***** TEXT UNDER STUDY

Skip to content

Simple Approximation and Derivative Free Inference-Time Scaling for Diffusion Models via Sequential Monte Carlo on Path Measures

Conference: ICML 2026
arXiv: 2605.17850
Code: Not released
Area: Diffusion Models / Inference-time Guidance / Sequential Monte Carlo
Keywords: Inference-time Scaling, Girsanov Theorem, Path-space SMC, Derivative-free Guidance, Reward-tilted Sampling

TL;DR

The authors upgrade inference-time reward guidance for diffusion models from "particle-space SMC + higher-order derivatives" to "path-space SMC + Girsanov likelihood ratio," resulting in the URGE algorithm. Each trajectory only requires the first-order gradient of the guidance \(G\) and the accumulation of a simple Itô term as weight, completely eliminating the need for derivatives/Hessian of the reward \(r\) or score estimation. URGE matches or outperforms FK-Corrector / AFDPS / FK-Steering across GMM, inverse problems, and text-to-image tasks.

**********

__EXERCISE__:
Quote the stretch of the diffusion-guidance summary above from "The authors upgrade" through "and text-to-image tasks.", word for word.

***** SUPPLIED INFORMATION

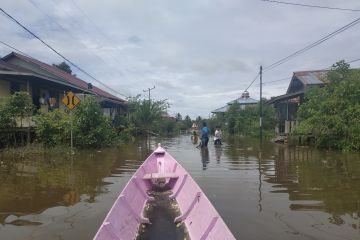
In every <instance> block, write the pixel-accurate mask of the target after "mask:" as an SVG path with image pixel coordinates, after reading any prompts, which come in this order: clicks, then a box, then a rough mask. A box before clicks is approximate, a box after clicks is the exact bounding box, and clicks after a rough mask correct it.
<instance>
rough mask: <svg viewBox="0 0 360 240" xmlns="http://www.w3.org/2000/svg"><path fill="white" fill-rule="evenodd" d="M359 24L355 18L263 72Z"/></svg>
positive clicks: (287, 61) (292, 58)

**********

__RESPONSE__:
The authors upgrade inference-time reward guidance for diffusion models from "particle-space SMC + higher-order derivatives" to "path-space SMC + Girsanov likelihood ratio," resulting in the URGE algorithm. Each trajectory only requires the first-order gradient of the guidance \(G\) and the accumulation of a simple Itô term as weight, completely eliminating the need for derivatives/Hessian of the reward \(r\) or score estimation. URGE matches or outperforms FK-Corrector / AFDPS / FK-Steering across GMM, inverse problems, and text-to-image tasks.